**Exercise requirements**
From the line with "Would you be able to indicate the sidewalk" to the final line of the records, reproduce every line exactly and only those lines.

Saved entries:
------

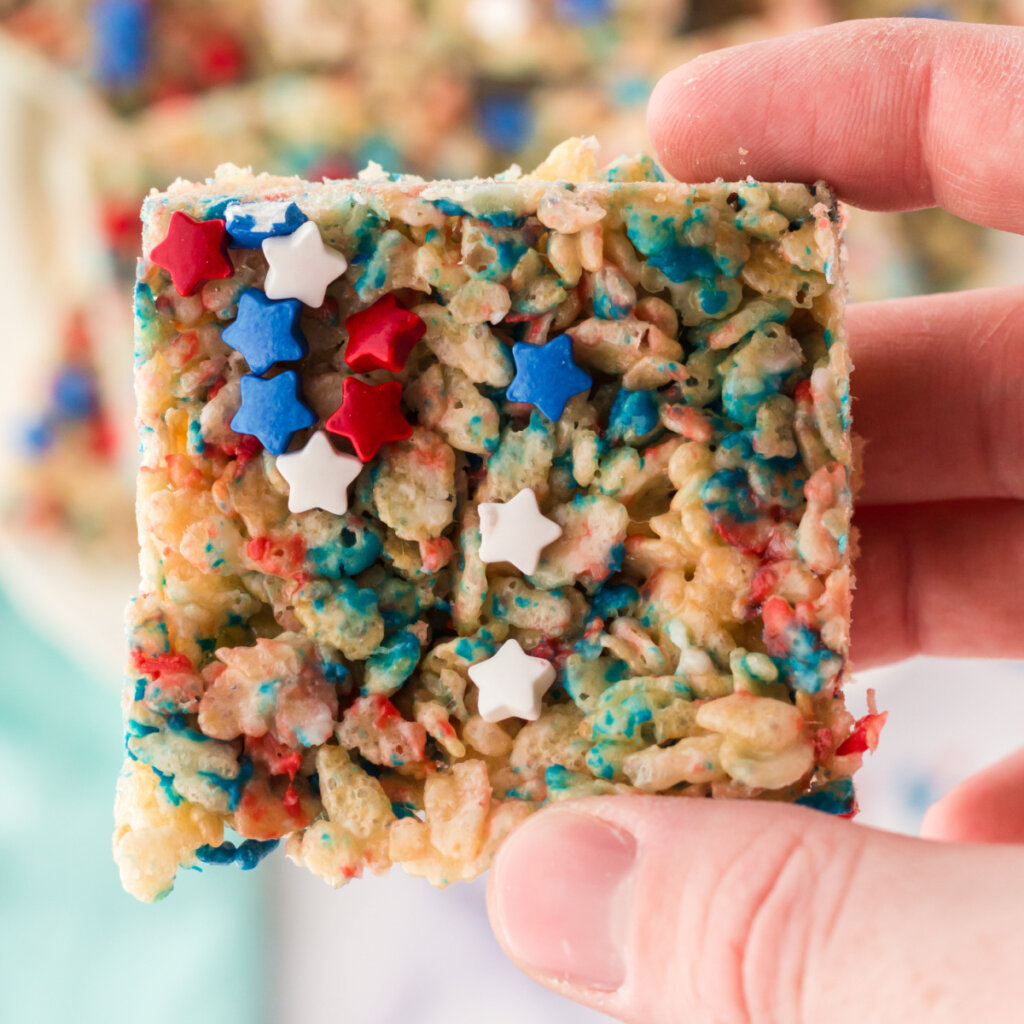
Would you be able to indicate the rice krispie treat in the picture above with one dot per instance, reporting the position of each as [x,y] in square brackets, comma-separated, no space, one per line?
[462,497]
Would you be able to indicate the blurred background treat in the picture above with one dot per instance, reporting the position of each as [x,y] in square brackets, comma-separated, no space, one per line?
[101,100]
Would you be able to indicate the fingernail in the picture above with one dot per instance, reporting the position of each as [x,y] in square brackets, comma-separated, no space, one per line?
[561,897]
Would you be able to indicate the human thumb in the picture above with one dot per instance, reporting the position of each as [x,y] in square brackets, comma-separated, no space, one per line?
[702,911]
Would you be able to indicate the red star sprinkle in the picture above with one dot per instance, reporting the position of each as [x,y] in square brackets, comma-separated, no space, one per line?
[193,252]
[369,416]
[382,336]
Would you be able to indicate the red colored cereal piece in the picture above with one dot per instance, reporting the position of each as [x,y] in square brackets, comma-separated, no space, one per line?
[382,336]
[864,736]
[370,415]
[194,252]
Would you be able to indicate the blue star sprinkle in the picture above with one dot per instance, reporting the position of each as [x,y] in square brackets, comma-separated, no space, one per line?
[271,411]
[546,376]
[266,331]
[250,223]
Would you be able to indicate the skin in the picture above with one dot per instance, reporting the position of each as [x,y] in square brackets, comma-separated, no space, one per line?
[697,911]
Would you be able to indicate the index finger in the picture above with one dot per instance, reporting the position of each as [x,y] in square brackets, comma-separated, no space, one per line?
[896,114]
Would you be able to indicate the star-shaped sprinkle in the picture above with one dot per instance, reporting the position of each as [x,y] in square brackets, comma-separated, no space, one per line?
[317,476]
[271,411]
[301,266]
[369,416]
[382,336]
[515,531]
[250,224]
[511,683]
[193,252]
[266,331]
[546,376]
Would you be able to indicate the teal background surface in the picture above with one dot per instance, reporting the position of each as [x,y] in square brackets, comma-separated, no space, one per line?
[74,948]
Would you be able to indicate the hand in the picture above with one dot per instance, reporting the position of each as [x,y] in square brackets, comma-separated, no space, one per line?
[707,912]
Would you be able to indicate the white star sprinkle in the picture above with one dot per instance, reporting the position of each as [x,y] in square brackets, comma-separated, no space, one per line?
[515,531]
[511,683]
[301,266]
[317,476]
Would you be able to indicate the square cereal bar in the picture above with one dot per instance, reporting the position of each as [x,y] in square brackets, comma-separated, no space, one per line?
[461,497]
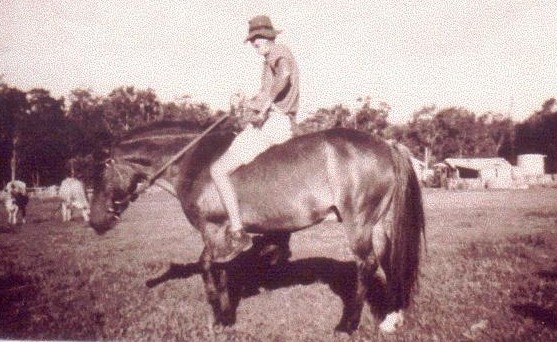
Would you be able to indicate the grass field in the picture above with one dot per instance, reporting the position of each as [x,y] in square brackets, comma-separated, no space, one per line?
[489,274]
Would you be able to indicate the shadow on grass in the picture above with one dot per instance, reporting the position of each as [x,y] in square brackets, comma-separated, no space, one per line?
[252,271]
[542,315]
[15,289]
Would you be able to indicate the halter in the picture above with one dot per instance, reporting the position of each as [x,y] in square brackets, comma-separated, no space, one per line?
[130,197]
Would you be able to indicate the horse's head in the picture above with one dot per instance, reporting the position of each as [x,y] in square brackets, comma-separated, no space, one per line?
[114,188]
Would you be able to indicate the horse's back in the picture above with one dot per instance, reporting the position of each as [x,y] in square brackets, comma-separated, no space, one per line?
[297,182]
[72,191]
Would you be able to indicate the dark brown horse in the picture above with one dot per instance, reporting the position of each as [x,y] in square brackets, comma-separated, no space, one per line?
[367,183]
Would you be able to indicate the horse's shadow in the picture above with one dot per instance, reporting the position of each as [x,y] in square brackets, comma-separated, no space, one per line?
[251,272]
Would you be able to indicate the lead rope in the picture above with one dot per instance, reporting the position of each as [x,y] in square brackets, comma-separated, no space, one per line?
[177,156]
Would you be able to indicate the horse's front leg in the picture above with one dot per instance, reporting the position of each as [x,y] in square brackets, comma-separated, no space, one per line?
[216,288]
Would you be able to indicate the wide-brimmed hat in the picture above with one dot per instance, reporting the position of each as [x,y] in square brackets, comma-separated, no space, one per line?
[261,26]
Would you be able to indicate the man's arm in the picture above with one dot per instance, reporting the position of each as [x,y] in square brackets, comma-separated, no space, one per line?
[281,80]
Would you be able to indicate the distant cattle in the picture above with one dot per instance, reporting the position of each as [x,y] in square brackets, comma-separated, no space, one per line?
[72,193]
[15,201]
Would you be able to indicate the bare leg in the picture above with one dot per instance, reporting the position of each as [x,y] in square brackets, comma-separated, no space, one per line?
[227,194]
[237,240]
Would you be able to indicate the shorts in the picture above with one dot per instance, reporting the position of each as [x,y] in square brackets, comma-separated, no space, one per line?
[252,141]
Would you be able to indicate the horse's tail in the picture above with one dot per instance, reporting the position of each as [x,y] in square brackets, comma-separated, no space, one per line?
[408,227]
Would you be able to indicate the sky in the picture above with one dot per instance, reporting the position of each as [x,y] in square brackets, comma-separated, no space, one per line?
[489,55]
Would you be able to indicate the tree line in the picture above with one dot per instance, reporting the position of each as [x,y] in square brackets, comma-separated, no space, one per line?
[46,139]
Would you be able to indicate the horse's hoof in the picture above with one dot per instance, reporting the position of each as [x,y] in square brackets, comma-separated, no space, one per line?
[344,329]
[391,322]
[341,335]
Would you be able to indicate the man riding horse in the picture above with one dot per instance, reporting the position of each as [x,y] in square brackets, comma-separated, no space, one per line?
[275,106]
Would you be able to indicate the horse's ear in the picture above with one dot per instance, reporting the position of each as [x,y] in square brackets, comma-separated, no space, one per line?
[102,154]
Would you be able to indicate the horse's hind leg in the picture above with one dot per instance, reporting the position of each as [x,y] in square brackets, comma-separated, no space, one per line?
[393,315]
[366,265]
[216,288]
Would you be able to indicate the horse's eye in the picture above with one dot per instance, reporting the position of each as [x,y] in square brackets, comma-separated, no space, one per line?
[109,162]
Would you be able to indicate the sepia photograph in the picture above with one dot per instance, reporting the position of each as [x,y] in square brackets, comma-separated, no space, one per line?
[187,170]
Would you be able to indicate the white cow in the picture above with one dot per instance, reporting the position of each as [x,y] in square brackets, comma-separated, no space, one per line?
[15,200]
[72,193]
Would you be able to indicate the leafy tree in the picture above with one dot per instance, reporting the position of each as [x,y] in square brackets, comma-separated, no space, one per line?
[538,134]
[43,146]
[13,109]
[369,119]
[126,108]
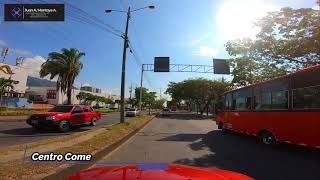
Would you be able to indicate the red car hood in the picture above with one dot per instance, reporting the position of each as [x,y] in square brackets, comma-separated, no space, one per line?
[172,172]
[47,114]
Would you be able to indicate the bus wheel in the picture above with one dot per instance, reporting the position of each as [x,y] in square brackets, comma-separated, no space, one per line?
[268,138]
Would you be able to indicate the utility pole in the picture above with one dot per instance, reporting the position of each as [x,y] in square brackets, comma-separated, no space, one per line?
[130,91]
[125,46]
[140,98]
[123,72]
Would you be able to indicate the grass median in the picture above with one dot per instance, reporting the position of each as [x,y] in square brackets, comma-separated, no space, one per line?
[4,111]
[17,170]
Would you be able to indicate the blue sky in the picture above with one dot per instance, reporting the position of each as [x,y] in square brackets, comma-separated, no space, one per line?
[188,31]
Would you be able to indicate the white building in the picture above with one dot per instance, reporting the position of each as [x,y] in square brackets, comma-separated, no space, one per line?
[18,75]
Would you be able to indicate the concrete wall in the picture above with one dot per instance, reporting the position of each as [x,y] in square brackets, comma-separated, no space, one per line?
[20,74]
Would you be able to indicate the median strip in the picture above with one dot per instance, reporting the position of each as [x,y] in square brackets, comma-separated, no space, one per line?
[98,145]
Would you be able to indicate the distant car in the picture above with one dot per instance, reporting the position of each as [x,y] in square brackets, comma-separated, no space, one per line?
[132,112]
[165,112]
[63,117]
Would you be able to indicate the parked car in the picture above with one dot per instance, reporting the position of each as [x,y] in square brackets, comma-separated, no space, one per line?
[165,112]
[63,117]
[132,112]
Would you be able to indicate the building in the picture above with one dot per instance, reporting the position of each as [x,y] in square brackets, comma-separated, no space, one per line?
[18,75]
[29,90]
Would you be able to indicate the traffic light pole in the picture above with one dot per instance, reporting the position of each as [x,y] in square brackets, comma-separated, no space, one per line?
[123,72]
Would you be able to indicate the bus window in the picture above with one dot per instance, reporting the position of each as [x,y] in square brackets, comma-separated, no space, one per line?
[306,98]
[248,103]
[228,101]
[263,101]
[242,99]
[280,100]
[221,103]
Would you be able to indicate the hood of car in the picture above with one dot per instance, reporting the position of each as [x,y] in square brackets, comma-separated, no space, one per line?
[154,172]
[47,114]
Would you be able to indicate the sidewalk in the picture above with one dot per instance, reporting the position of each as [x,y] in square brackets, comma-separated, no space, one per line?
[13,118]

------

**Written response**
Would you be able to indicate the sidewalk in the picture above with one dot per instance, reporting the position of each as [x,y] in square brackets, comma-separated, no space, one per line?
[13,118]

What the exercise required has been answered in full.